### Aim of the exercise
Entries follow. Set all of them down as they stand.

### Task inputs

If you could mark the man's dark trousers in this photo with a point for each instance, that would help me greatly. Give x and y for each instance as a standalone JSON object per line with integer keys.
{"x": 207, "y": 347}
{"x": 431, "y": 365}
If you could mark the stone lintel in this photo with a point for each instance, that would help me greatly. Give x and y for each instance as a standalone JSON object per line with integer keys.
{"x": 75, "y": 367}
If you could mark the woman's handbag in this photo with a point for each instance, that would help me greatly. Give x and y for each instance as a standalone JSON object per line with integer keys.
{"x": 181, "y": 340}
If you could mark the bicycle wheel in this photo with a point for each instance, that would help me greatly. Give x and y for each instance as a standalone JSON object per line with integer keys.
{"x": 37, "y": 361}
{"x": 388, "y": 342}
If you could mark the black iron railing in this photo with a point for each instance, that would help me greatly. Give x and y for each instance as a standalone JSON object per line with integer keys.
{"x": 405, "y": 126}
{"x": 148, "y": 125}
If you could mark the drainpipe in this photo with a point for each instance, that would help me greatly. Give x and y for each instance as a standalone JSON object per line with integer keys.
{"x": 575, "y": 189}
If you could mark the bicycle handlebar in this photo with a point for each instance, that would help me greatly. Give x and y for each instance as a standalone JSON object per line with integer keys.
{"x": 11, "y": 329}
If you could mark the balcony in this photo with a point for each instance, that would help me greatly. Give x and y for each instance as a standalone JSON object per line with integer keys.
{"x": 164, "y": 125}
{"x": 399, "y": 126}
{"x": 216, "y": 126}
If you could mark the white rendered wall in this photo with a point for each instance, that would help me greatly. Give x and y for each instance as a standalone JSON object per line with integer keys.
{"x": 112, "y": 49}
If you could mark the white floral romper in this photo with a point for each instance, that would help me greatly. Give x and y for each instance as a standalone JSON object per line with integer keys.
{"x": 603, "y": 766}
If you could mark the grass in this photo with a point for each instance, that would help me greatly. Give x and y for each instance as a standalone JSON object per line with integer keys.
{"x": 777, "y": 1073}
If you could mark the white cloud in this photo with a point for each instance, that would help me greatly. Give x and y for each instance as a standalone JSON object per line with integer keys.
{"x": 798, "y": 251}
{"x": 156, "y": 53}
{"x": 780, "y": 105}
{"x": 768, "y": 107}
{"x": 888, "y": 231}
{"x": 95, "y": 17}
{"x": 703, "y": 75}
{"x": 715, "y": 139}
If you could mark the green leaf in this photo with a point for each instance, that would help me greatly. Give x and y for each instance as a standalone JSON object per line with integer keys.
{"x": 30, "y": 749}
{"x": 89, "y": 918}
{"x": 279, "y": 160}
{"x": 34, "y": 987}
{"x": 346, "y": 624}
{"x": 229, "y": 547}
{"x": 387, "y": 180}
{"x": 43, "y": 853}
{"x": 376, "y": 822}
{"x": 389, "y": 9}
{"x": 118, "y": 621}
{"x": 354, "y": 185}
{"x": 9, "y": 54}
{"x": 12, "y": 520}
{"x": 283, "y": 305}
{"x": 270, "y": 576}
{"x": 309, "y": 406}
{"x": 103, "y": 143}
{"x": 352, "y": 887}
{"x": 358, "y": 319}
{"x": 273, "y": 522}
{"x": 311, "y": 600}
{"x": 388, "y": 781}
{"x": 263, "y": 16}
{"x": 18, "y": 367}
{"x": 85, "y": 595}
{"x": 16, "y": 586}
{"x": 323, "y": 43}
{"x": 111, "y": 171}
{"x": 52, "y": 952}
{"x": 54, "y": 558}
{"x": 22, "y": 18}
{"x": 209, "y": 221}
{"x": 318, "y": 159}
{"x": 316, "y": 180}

### Answer to this task
If you could mark the man's dark trousers in this photo with a point for each instance, that would help me greatly. Give x and y for each instance as a standalone JSON object per line with integer keys.
{"x": 207, "y": 347}
{"x": 431, "y": 365}
If you could mark the stone lintel in this photo with a point for each instance, that would help me greatly. Give x and y for each instance as a standalone JSON object per line with integer keys.
{"x": 75, "y": 367}
If you could mark the woman's handbag in this photo with a point for each instance, that would help me greatly. Give x and y for each instance as a standalone JSON object per line with integer keys.
{"x": 181, "y": 340}
If you could mark the bicycle wheel in this photo with a point for each instance, that would help me greatly. Give x and y for each instance as a standalone JSON object per line with integer keys.
{"x": 37, "y": 361}
{"x": 388, "y": 342}
If you could mark the black iron railing in this photo with a point for each instance, that would help me greatly. Give x and y for each instance as a standalone JSON object per line with integer keys.
{"x": 405, "y": 126}
{"x": 148, "y": 125}
If you could mark the drainpipe in this photo with a point for each instance, that would help me greatly. Give x and y for each instance as a standalone JSON object per line with integer keys.
{"x": 575, "y": 189}
If you could mark the bicycle handlebar in this photo with a point for each instance, that would help me greatly. Give x and y for each instance as a standalone JSON object per line with integer keys.
{"x": 11, "y": 329}
If you could mark the balcony in this photo with a point for each instance, that would help me greatly. Give x and y for each instance as a standalone JSON object per line with integer keys.
{"x": 164, "y": 125}
{"x": 399, "y": 126}
{"x": 216, "y": 126}
If you could mark the white rendered wall in this photo with a point for each instance, that would help me greatly. Give x and y for each instance as a standalone JSON object per line with integer keys.
{"x": 112, "y": 49}
If you could mark the white floral romper in this photo with a point for each instance, that would help me greatly. Give x and y for each instance as a standalone JSON object per line with integer keys.
{"x": 603, "y": 766}
If you could mark the grass in this photo with a point for each instance, that would help me greatly. Give x and y for each instance as a standalone JSON object per line with integer keys.
{"x": 777, "y": 1073}
If you could mark the white cloud in this photo with a point for each instance, that would help me greatly. Give x and y for each instance as a standalone JSON object per line with integer keys.
{"x": 798, "y": 251}
{"x": 156, "y": 53}
{"x": 780, "y": 105}
{"x": 768, "y": 107}
{"x": 888, "y": 231}
{"x": 95, "y": 17}
{"x": 703, "y": 75}
{"x": 715, "y": 139}
If you could mark the green leaf in this photo with a point for each instance, that would help me greatly. Give x and y for each instance as a standalone JSON object per line with integer keys.
{"x": 30, "y": 749}
{"x": 89, "y": 918}
{"x": 279, "y": 160}
{"x": 34, "y": 987}
{"x": 346, "y": 624}
{"x": 229, "y": 547}
{"x": 387, "y": 180}
{"x": 43, "y": 853}
{"x": 376, "y": 822}
{"x": 389, "y": 9}
{"x": 118, "y": 621}
{"x": 354, "y": 185}
{"x": 9, "y": 54}
{"x": 12, "y": 520}
{"x": 283, "y": 305}
{"x": 270, "y": 576}
{"x": 309, "y": 406}
{"x": 103, "y": 143}
{"x": 352, "y": 887}
{"x": 358, "y": 319}
{"x": 273, "y": 522}
{"x": 311, "y": 600}
{"x": 388, "y": 781}
{"x": 263, "y": 16}
{"x": 18, "y": 367}
{"x": 85, "y": 595}
{"x": 16, "y": 586}
{"x": 323, "y": 43}
{"x": 111, "y": 171}
{"x": 52, "y": 952}
{"x": 54, "y": 558}
{"x": 22, "y": 18}
{"x": 209, "y": 221}
{"x": 318, "y": 159}
{"x": 316, "y": 180}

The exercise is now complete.